§ WHAT YOU SHOULD DO:
Rewrite the rows starting with the line containing "[indicate] the window -- for" and going on through the end of the records, substituting "shrub" for every "bush" and changing nothing else. Leave the pictures out of your answer.

Position identification records:
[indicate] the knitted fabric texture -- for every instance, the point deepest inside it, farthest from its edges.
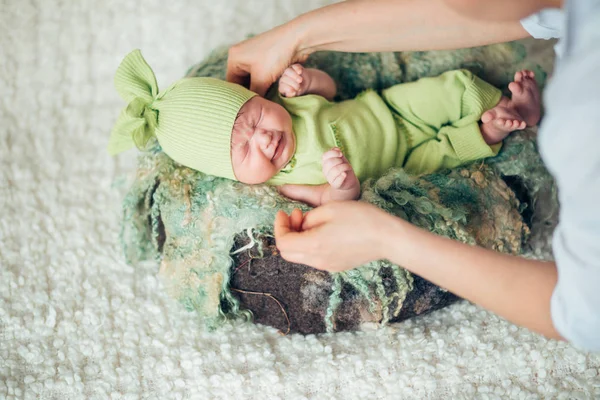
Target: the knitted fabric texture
(192, 119)
(199, 215)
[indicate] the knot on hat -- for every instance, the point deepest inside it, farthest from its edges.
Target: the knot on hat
(136, 84)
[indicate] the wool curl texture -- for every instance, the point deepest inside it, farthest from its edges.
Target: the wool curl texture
(198, 215)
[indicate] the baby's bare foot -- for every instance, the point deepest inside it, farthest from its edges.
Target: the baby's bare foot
(498, 122)
(526, 96)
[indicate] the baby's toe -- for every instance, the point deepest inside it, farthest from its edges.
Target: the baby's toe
(488, 116)
(518, 76)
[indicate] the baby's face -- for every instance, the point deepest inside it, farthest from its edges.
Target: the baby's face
(262, 141)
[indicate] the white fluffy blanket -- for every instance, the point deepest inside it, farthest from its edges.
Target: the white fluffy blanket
(77, 323)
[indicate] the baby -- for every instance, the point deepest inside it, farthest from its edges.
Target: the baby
(313, 149)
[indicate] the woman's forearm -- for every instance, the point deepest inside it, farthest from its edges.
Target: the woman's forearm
(512, 287)
(395, 25)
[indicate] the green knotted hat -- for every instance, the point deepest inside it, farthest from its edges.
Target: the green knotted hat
(192, 119)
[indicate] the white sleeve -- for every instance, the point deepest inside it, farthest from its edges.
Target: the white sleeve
(546, 24)
(570, 145)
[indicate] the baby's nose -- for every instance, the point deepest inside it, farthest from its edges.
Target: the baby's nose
(265, 137)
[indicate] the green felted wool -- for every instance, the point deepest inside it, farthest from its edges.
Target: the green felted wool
(188, 220)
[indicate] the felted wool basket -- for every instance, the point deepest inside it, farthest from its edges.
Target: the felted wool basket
(213, 237)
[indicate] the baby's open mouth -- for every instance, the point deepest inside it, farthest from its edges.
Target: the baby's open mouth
(279, 148)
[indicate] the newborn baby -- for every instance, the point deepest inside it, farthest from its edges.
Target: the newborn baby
(313, 149)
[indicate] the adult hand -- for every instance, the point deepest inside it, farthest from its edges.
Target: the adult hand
(334, 237)
(263, 58)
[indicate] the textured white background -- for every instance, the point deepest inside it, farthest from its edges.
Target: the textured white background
(77, 323)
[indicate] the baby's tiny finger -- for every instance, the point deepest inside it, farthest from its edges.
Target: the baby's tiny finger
(333, 153)
(290, 81)
(339, 180)
(298, 68)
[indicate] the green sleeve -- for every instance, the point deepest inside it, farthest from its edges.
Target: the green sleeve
(441, 118)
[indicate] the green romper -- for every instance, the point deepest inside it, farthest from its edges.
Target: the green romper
(421, 126)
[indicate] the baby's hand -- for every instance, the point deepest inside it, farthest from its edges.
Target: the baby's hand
(294, 81)
(338, 171)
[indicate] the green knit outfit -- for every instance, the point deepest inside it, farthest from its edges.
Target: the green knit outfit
(422, 126)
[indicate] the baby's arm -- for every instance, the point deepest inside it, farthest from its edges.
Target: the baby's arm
(297, 81)
(342, 183)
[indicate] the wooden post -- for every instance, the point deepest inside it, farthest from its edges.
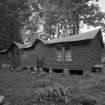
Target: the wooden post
(66, 71)
(50, 71)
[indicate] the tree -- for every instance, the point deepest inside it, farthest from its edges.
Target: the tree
(68, 14)
(12, 14)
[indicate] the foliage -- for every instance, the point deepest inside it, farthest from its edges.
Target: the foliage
(59, 15)
(12, 14)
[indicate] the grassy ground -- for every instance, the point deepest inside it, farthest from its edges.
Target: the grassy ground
(18, 86)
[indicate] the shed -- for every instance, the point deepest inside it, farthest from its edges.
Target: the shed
(74, 53)
(10, 56)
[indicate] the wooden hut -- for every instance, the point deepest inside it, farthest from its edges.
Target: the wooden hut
(76, 53)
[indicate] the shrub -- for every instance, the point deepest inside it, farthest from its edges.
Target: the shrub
(56, 95)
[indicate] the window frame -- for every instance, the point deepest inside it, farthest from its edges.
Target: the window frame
(59, 48)
(68, 48)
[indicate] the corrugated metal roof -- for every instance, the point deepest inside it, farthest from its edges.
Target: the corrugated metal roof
(77, 37)
(73, 38)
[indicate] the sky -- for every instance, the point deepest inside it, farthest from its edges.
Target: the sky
(101, 4)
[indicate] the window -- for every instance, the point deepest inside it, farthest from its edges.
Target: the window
(59, 54)
(68, 56)
(64, 54)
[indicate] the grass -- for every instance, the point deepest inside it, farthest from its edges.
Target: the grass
(20, 87)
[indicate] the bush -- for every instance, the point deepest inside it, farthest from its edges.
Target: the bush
(84, 100)
(56, 95)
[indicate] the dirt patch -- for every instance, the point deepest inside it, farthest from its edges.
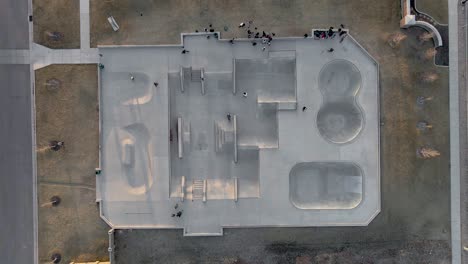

§ PROBLEM SOLUTION:
[indicate] the window -- for every instance, the point deepest inside it, farthest from its edges.
Target: the window
(59, 54)
(68, 56)
(64, 54)
[indicate] the grass -- for every instance, the point deepest inside it, farthest from its edges.
Target: the grass
(20, 87)
[indicate] the shrub -- for every instance, the point deepest inside it, farthest from its edges.
Target: the shrub
(84, 100)
(56, 95)
[indicate] the dirt patch -- for every instance, the point deepest inside it, farthest from its edges.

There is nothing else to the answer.